## WORK INSTRUCTIONS
Write the entries out again exactly; any picture among them gets left out.

## STORED DATA
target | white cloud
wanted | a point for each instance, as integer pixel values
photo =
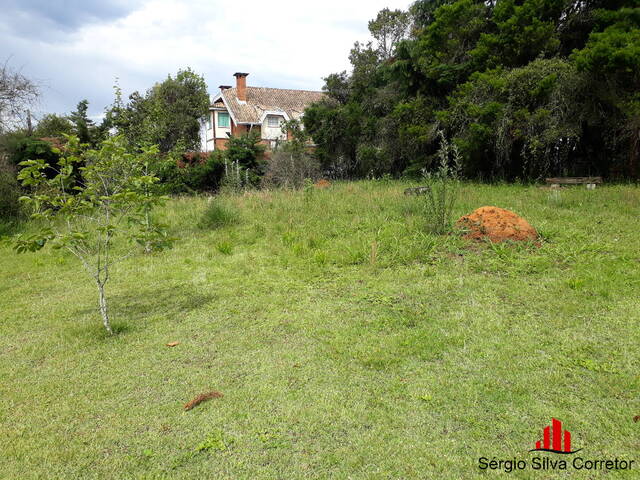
(281, 44)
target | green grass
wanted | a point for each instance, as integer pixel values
(347, 342)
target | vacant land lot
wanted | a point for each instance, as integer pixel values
(347, 342)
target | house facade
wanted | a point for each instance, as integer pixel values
(242, 109)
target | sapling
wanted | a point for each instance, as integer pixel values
(88, 200)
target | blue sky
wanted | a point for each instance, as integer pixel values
(76, 49)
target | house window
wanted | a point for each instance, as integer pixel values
(223, 120)
(273, 121)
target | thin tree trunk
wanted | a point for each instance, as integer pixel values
(103, 308)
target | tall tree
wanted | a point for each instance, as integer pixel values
(388, 28)
(167, 115)
(17, 94)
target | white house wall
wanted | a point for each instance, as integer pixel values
(272, 133)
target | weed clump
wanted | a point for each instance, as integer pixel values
(217, 215)
(442, 186)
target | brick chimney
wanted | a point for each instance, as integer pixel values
(241, 86)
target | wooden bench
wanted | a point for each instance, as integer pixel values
(590, 182)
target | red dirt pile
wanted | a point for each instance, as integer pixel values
(497, 225)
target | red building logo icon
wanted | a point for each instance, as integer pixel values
(554, 439)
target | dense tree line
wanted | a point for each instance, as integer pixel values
(525, 88)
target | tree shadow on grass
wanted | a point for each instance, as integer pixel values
(133, 311)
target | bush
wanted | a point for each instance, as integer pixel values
(290, 169)
(442, 185)
(9, 192)
(192, 177)
(217, 215)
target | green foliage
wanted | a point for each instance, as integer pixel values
(525, 88)
(52, 125)
(217, 215)
(9, 192)
(442, 188)
(168, 114)
(84, 127)
(114, 199)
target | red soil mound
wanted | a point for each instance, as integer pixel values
(497, 225)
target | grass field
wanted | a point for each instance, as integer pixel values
(346, 341)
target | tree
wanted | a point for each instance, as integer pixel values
(52, 125)
(112, 201)
(83, 125)
(168, 115)
(522, 87)
(388, 28)
(17, 94)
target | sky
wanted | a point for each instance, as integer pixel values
(75, 49)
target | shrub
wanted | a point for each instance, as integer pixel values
(191, 177)
(9, 192)
(442, 186)
(290, 169)
(217, 215)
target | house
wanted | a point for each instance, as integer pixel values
(241, 109)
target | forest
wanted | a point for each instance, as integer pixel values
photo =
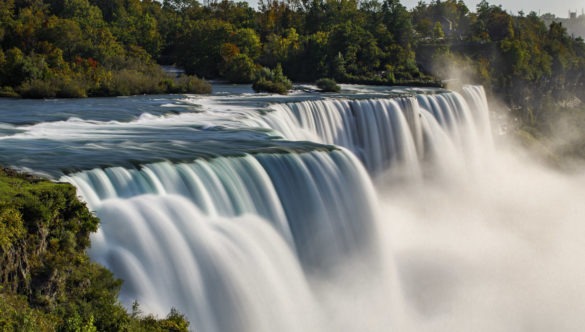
(81, 48)
(78, 48)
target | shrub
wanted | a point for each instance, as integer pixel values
(8, 92)
(272, 81)
(191, 84)
(240, 69)
(328, 85)
(37, 89)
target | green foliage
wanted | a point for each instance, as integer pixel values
(272, 81)
(47, 282)
(240, 69)
(327, 85)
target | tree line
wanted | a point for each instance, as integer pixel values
(72, 48)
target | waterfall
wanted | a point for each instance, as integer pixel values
(215, 238)
(247, 240)
(397, 133)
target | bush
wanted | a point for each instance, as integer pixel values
(240, 69)
(328, 85)
(37, 89)
(272, 81)
(47, 281)
(191, 84)
(8, 92)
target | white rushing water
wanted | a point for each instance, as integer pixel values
(407, 219)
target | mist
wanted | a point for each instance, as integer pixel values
(497, 250)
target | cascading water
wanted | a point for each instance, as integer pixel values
(394, 133)
(216, 238)
(259, 219)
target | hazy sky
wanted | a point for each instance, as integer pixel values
(559, 7)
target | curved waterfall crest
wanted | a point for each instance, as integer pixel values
(238, 242)
(390, 133)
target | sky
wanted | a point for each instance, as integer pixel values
(558, 7)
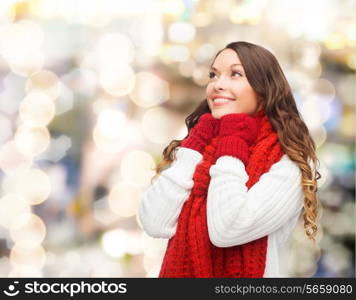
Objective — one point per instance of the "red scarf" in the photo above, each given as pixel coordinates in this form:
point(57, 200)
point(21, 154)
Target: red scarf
point(190, 252)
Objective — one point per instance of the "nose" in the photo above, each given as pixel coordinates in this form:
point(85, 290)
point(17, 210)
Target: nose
point(220, 83)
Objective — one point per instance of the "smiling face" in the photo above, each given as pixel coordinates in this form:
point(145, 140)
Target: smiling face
point(228, 84)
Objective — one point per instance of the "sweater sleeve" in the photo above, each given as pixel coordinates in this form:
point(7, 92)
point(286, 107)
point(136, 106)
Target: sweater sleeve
point(163, 200)
point(236, 215)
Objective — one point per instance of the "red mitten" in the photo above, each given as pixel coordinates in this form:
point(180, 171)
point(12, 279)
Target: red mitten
point(237, 132)
point(200, 135)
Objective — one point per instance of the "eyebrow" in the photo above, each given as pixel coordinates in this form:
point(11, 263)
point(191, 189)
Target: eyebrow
point(213, 68)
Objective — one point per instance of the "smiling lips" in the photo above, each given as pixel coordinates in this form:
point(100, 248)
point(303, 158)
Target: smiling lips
point(221, 101)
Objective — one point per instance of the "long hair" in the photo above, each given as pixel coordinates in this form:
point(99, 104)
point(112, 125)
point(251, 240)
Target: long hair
point(267, 79)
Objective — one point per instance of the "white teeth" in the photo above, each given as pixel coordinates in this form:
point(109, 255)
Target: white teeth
point(221, 100)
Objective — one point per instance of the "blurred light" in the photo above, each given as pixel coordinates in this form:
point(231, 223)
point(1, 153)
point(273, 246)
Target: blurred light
point(12, 160)
point(7, 12)
point(82, 81)
point(315, 111)
point(117, 81)
point(6, 128)
point(246, 12)
point(172, 8)
point(27, 231)
point(45, 82)
point(32, 141)
point(114, 242)
point(336, 41)
point(324, 88)
point(26, 272)
point(21, 46)
point(152, 266)
point(27, 63)
point(36, 110)
point(347, 124)
point(310, 55)
point(124, 198)
point(11, 206)
point(114, 48)
point(137, 168)
point(57, 149)
point(149, 90)
point(202, 19)
point(111, 122)
point(102, 212)
point(147, 33)
point(200, 75)
point(351, 61)
point(340, 163)
point(27, 257)
point(181, 32)
point(34, 186)
point(205, 52)
point(319, 135)
point(65, 101)
point(157, 125)
point(94, 13)
point(187, 67)
point(134, 243)
point(21, 37)
point(152, 247)
point(177, 53)
point(110, 134)
point(12, 94)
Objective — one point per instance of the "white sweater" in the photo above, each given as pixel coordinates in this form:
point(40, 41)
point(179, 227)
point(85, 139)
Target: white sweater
point(235, 215)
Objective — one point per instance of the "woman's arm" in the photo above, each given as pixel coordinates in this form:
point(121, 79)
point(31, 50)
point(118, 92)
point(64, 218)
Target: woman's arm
point(162, 202)
point(237, 215)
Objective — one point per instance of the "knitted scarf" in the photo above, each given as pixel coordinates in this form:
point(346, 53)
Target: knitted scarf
point(190, 252)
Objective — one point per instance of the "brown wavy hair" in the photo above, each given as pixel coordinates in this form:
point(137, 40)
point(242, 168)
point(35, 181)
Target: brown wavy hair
point(267, 79)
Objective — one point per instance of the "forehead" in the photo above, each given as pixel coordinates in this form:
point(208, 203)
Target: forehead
point(225, 59)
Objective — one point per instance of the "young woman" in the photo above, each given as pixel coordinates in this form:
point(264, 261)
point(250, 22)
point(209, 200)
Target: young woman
point(236, 185)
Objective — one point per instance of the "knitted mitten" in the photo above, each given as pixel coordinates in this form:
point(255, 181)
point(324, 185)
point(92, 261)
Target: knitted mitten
point(237, 132)
point(200, 135)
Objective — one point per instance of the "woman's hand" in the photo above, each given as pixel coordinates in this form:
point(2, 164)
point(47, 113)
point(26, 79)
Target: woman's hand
point(201, 134)
point(240, 125)
point(237, 132)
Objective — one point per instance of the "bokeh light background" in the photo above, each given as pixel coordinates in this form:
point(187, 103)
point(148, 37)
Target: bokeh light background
point(92, 91)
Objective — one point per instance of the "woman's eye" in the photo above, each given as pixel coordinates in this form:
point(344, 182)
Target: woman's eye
point(211, 74)
point(234, 72)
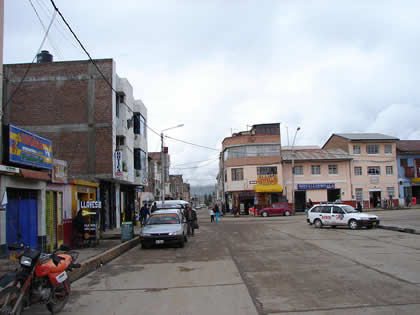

## SOLUTION FOR THIS TASK
target | white cloud
wanted | a point for each instance, as integer pixel values
photo =
(281, 44)
target | green grass
wanted | a point for each instance, as integer pixel values
(347, 342)
target | vacant land lot
wanted | a point for each instance, as integer pixel values
(347, 342)
target | house facade
wanted | a point for each instance, as integer pixel values
(242, 109)
target | sapling
wanted | a point for each instance, as integer pixel values
(88, 200)
target | blue sky
wanted | a point for each instance, as integer pixel values
(76, 49)
target | house window
wanted | a point for each instance, as integer pixel values
(223, 120)
(273, 121)
target | thin tree trunk
wanted | a point for each instance, as integer pixel values
(103, 308)
target | tall tree
wanted | a point for each instance, as integer pixel values
(388, 28)
(167, 115)
(17, 94)
target | white house wall
wanted | a point for each instance, as integer pixel values
(272, 133)
target | weed clump
wanted | a point for each instance, as integer pixel values
(217, 215)
(442, 186)
target | brick chimney
wanted | a point for each instance, as integer pixel values
(241, 86)
target | wooden bench
wanted | a point for each instance, as integer pixel values
(590, 182)
target | red dirt pile
wanted | a point for each instance, as integer pixel values
(497, 225)
target | red building logo icon
wanted | a point for each instance, as integer pixel values
(554, 439)
target | dense tree line
wanted | a point for each instance, as integer pixel values
(525, 88)
target | tree shadow on grass
wanted | a point for each instance, as integer pixel values
(133, 311)
target | bush
wanted | a point for each instance, as integer pixel values
(290, 169)
(442, 185)
(9, 192)
(192, 177)
(217, 215)
target | green foliage
wanted | a point for each instance, as integer pixel values
(525, 88)
(52, 125)
(217, 215)
(9, 192)
(442, 188)
(168, 114)
(84, 127)
(114, 199)
target | red soil mound
wanted | a point for each instance, as integer pixel values
(497, 225)
target | grass field
wanted | a point for each instance, as integer pixel values
(346, 341)
target | tree
wanted | a point for each instance, as integer pixel values
(52, 125)
(112, 201)
(83, 125)
(168, 115)
(522, 87)
(388, 28)
(17, 94)
target | sky
wanted | a point for each instance, as integer pixel values
(75, 49)
target | shrub
wanted | a point for each instance, as integer pixel values
(191, 177)
(9, 192)
(442, 186)
(290, 169)
(217, 215)
target | house
wanted | a point for each instance, as integer pixel values
(241, 109)
target | forest
wanted | a point for each instance, as integer pixel values
photo =
(81, 48)
(78, 48)
target | shrub
wanted | a point for each instance, as integer pixel values
(8, 92)
(272, 81)
(191, 84)
(240, 69)
(328, 85)
(37, 89)
target | green foliage
wanted | a point for each instance, as integer pixel values
(272, 81)
(47, 282)
(240, 69)
(327, 85)
target | tree line
wanted | a point for each instance, as integer pixel values
(72, 48)
target | waterfall
wanted | a point for each instance, as integer pixel values
(215, 238)
(247, 240)
(397, 133)
target | bush
wanted | a point for each instance, as integer pixel values
(240, 69)
(328, 85)
(37, 89)
(272, 81)
(47, 281)
(191, 84)
(8, 92)
target | white rushing water
wanted | a point for each instance, as integer pixel values
(407, 219)
target | mist
wanted | a point for each instance, as integer pixel values
(497, 250)
target | cascading water
wanted | a point for each instance, as integer pixel values
(394, 133)
(216, 238)
(259, 219)
target | hazy sky
wanted | a point for each instance, as integer pixel values
(559, 7)
target | curved waterfall crest
wanted | a point for each instance, as integer pixel values
(238, 242)
(390, 133)
target | sky
wanted | a point for each instance, as integer pixel values
(558, 7)
Objective — one point per instance of the "red scarf" in the photo above, each given as pixel coordinates in this form:
point(57, 200)
point(21, 154)
Target: red scarf
point(190, 252)
Objective — one point per instance of the "nose" in the photo above, each given as pixel coordinates in this form:
point(85, 290)
point(17, 210)
Target: nose
point(220, 83)
Objective — one point per instance of the "smiling face" in the photo above, each given as pixel coordinates in this form:
point(145, 140)
Target: smiling face
point(228, 84)
Objective — one point per instance of the "sweater sleeve" in the photo above, each given as pixel coordinates in this form:
point(7, 92)
point(286, 107)
point(136, 106)
Target: sweater sleeve
point(163, 200)
point(236, 215)
Objective — one point per instance of the "red mitten" in the photo above, each given as pixel coordinates in this form:
point(180, 171)
point(12, 279)
Target: red mitten
point(237, 132)
point(200, 135)
Objective — one point per instance of the "eyebrow" in the photo above, each given as pixel coordinates in this form:
point(11, 263)
point(191, 189)
Target: eyebrow
point(213, 68)
Objective — one point per instance of the "smiling lips" in the photo above, each given as pixel coordinates in this form:
point(100, 248)
point(303, 158)
Target: smiling lips
point(221, 101)
Objective — one point per instance of the "long hair" in the photo above, each given as pixel coordinates in this form:
point(99, 104)
point(112, 125)
point(251, 240)
Target: long hair
point(267, 79)
Objective — one point per instance of the "white teeth" in the photo above, each given as pixel coordinates in this form:
point(109, 255)
Target: white teeth
point(221, 100)
Objective — one point per instance of the "blurred light" in the photo above, each given as pixel coordinates in this form:
point(231, 223)
point(1, 153)
point(273, 246)
Target: blurred light
point(12, 160)
point(7, 12)
point(82, 81)
point(315, 111)
point(117, 81)
point(6, 128)
point(246, 12)
point(172, 8)
point(27, 231)
point(45, 82)
point(32, 141)
point(114, 242)
point(336, 41)
point(324, 88)
point(26, 272)
point(21, 46)
point(152, 266)
point(27, 63)
point(36, 110)
point(347, 124)
point(310, 55)
point(124, 198)
point(11, 206)
point(114, 48)
point(137, 168)
point(57, 149)
point(149, 90)
point(202, 19)
point(111, 122)
point(102, 212)
point(147, 33)
point(200, 75)
point(351, 61)
point(340, 163)
point(27, 257)
point(181, 32)
point(34, 186)
point(205, 52)
point(319, 135)
point(65, 101)
point(157, 125)
point(94, 13)
point(187, 67)
point(134, 243)
point(21, 37)
point(152, 247)
point(177, 53)
point(110, 134)
point(12, 94)
Objective — one point per instance of the "white sweater" in the photo above, each given as pixel coordinates in this form:
point(40, 41)
point(179, 227)
point(85, 139)
Target: white sweater
point(235, 215)
Objective — one point per instance of the "woman's arm" in the photo above, each given as pixel coordinates in this form:
point(121, 79)
point(31, 50)
point(118, 92)
point(64, 218)
Target: woman's arm
point(162, 202)
point(237, 215)
Objective — one point per instance of the "knitted scarf" in the photo above, each given as pixel coordinates in this form:
point(346, 53)
Target: knitted scarf
point(190, 252)
Objective — one point per instance of the "brown wavy hair" in the photo above, each given as pixel coordinates in this form:
point(137, 40)
point(242, 168)
point(35, 181)
Target: brown wavy hair
point(267, 79)
Objective — one point per instance of the "forehead" in the photo above, each given as pixel coordinates in this form:
point(208, 203)
Target: forehead
point(225, 59)
Objective — one point per instance of the "young woman" in the photo above, each given as pixel coordinates in this form:
point(264, 261)
point(250, 22)
point(209, 200)
Target: young woman
point(236, 185)
Objective — one point per instance of the "knitted mitten" in the photo above, each given as pixel coordinates in this form:
point(255, 181)
point(324, 185)
point(92, 261)
Target: knitted mitten
point(237, 132)
point(200, 135)
Objective — one point per instance of the "woman's hand" in the photo above, each given as pixel coordinates in this form:
point(2, 164)
point(47, 113)
point(26, 79)
Target: woman's hand
point(201, 134)
point(240, 125)
point(237, 132)
Objective — one point per instance of the "bokeh light background" in the photo above, each given as pixel coordinates in this form:
point(187, 103)
point(148, 37)
Target: bokeh light background
point(92, 91)
Objective — one point per instance of the "woman's eye" in the photo above, each given as pixel coordinates in this form:
point(344, 182)
Target: woman's eye
point(211, 74)
point(234, 72)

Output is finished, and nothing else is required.